Robert F. Kennedy Jr.’s personal crusade to “make America healthy again” is picking up steam and taking some startling turns.
Earlier this week, CBS News reports, the director of the National Institutes of Health Jay Bhattacharya said that his office is planning to build a tracking system for autistic people in the US, composed of private medical records, including from pharmacies, insurers, and even fitness trackers. The data would reportedly be used by select researchers as part of a series of studies into autism’s origins, which Kennedy, who oversees NIH as secretary of the Department of Health and Human Services, has ordered.
The news of this deeply invasive effort came just days after Kennedy gave a harrowing talk about autism, referring to it as an “epidemic” that “destroys” families and children and mischaracterizing autistic people as being unable to hold jobs, have relationships, or pay taxes. Kennedy’s talk contradicted the findings of a new report by the Centers for Disease Control, which found that increased screening and changes to diagnostic criteria have contributed to rising rates of autism in the US.
Instead, Kennedy said his department would study the environmental causes of autism, and, it appears, he’s willing to go to troubling lengths to do so.
News about NIH’s plans drew swift backlash from both autism and privacy advocates. “The disability community, and many other marginalized communities, have reasonable fears, based in both historical events and in current policy pursued by the administration, of any attempts to create lists of marginalized people,” read a statement by the Autistic Self Advocacy Network.
While personal health information often is used for research, Ariana Aboulafia, a disability rights attorney at the Center for Democracy and Technology, said in a statement that collecting it without autistic people’s consent is “dangerous” and “crosses a line in the sand, particularly given longstanding and historical concerns surrounding the creation of registries of people with disabilities.”
While this may be the most disturbing development of Kennedy’s term so far, it’s hardly the only way he’s sought to reshape the landscape of public health in America over recent weeks. According to Politico, Kennedy is currently considering reversing the CDC’s recommendation that children receive COVID-19 shots. On Tuesday, Kennedy also said he’s working with the food industry to ban certain dyes by 2026.
All of that is in addition to the effects of the systematic gutting of HHS staff that Kennedy has overseen. In just the last month, the CDC has reportedly scrapped plans to help Texas schools control the measles outbreak there, amid layoffs. According to NPR, entire teams focused on car crashes, rape prevention and education, traumatic brain injury and more at the CDC have been let go. And while Kennedy has taken to calling sugar “poison,” he’s also presiding over an FDA that reportedly suspended quality control tests for dairy products and postponed a requirement for companies to trace and remove contaminated food.
Can’t you just feel America getting healthier?

● **INFORMATION GIVEN**:

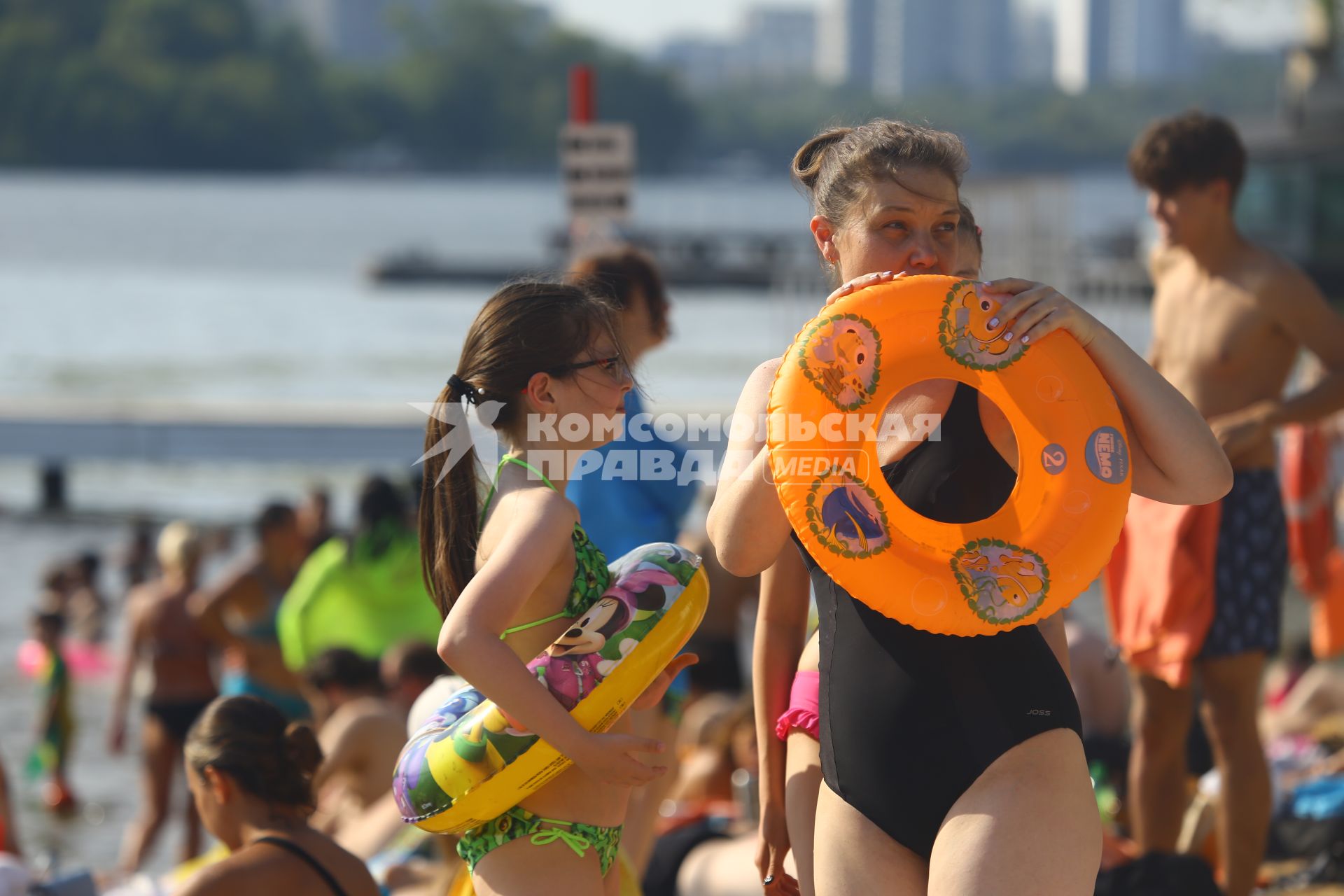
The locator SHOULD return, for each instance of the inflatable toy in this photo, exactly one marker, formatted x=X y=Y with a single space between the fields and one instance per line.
x=358 y=597
x=470 y=762
x=1016 y=567
x=84 y=660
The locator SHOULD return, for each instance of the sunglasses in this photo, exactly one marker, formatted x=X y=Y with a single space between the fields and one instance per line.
x=613 y=367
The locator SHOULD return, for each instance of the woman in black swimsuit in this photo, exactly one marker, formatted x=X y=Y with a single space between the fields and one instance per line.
x=251 y=774
x=951 y=764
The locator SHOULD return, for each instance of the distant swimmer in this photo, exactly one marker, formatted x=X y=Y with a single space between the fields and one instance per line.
x=239 y=614
x=166 y=637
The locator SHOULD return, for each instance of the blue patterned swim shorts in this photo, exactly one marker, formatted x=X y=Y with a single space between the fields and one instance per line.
x=1250 y=568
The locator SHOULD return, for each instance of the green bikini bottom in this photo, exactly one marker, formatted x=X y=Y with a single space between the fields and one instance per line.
x=517 y=822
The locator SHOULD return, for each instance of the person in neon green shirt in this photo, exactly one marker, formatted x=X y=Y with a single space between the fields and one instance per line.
x=365 y=592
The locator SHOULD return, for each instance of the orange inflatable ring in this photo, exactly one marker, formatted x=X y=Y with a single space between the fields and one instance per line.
x=1016 y=567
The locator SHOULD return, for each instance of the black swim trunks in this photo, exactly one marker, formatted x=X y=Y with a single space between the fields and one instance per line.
x=1250 y=568
x=910 y=719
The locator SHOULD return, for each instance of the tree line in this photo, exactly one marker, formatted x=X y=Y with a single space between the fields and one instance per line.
x=480 y=86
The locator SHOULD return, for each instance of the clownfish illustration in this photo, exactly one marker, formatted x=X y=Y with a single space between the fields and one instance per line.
x=984 y=337
x=850 y=356
x=1016 y=580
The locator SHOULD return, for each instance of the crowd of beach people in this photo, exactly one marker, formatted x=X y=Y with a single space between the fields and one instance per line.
x=802 y=743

● **WORK REQUIRED**:
Write out everything from "News about NIH’s" down to "Self Advocacy Network." in the article on Robert F. Kennedy Jr.'s health agenda, word for word.

● **RESULT OF THIS TASK**:
News about NIH’s plans drew swift backlash from both autism and privacy advocates. “The disability community, and many other marginalized communities, have reasonable fears, based in both historical events and in current policy pursued by the administration, of any attempts to create lists of marginalized people,” read a statement by the Autistic Self Advocacy Network.